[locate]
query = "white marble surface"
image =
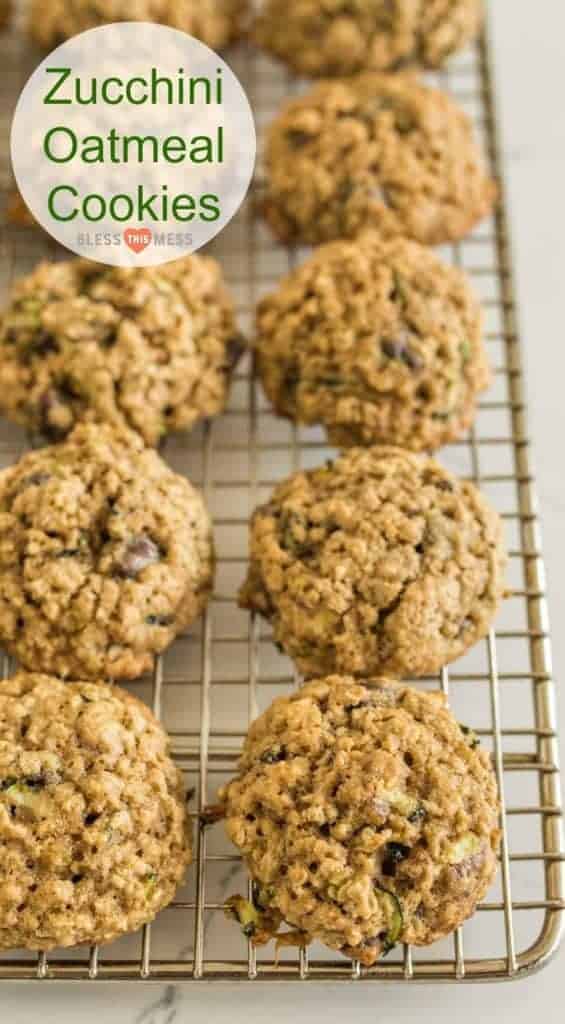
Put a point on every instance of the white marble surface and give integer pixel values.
(531, 78)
# # # #
» **WHAT THE EXERCISE ASKS**
Can you restate all the records above word for word while dropping the pictures?

» **SOLUTION**
[locate]
query = "white marble surface"
image =
Put a point on every instance of the white marble surface and give integer pixel values.
(531, 78)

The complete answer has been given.